**THE REQUEST**
Count the lines in the entries below that contain the word "scattered". Reply with the number only.

**MATERIALS PROVIDED**
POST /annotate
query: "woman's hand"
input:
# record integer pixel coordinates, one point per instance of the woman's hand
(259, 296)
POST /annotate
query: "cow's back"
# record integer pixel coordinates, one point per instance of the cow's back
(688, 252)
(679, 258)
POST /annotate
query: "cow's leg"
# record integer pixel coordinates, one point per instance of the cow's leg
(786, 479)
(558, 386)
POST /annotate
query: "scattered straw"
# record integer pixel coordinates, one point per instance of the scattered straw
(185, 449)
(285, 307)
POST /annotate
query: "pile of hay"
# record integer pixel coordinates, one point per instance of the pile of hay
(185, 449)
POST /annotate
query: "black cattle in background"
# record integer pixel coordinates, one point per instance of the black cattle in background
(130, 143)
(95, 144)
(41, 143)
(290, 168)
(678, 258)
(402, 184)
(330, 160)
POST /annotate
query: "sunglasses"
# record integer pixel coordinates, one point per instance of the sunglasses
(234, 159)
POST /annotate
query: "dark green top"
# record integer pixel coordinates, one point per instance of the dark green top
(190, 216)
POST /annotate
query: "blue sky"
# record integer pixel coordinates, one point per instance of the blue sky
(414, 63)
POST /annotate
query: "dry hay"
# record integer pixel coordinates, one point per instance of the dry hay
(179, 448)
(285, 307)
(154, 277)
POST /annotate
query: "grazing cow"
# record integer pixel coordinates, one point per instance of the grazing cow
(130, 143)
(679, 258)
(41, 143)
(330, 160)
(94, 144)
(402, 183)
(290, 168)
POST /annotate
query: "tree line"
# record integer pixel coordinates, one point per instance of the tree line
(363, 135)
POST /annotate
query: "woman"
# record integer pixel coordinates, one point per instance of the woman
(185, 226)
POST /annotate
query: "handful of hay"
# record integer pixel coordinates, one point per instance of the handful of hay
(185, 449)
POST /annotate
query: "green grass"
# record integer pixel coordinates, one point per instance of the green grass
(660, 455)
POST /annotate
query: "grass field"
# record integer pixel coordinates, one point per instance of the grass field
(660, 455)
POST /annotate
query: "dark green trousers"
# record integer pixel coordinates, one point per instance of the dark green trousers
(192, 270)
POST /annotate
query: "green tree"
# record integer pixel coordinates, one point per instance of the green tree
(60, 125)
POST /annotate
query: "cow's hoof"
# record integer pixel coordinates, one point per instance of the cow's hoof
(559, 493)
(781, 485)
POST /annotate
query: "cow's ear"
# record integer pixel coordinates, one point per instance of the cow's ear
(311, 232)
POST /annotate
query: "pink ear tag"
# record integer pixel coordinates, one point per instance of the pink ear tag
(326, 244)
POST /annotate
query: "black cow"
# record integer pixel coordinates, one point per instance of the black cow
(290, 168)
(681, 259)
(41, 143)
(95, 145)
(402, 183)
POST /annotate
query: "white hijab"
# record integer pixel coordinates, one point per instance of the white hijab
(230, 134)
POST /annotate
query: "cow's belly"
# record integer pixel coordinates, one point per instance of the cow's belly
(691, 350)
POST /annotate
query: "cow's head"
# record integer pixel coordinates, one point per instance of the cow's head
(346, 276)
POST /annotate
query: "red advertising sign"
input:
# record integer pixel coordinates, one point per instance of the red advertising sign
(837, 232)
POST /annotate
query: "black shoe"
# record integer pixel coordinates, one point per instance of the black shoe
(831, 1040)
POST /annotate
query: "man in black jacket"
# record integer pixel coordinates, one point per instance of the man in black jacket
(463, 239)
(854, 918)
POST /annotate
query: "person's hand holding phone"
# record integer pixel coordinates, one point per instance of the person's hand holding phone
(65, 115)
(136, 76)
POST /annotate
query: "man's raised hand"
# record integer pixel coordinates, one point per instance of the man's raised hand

**RESPONSE FOR THIS EXERCISE**
2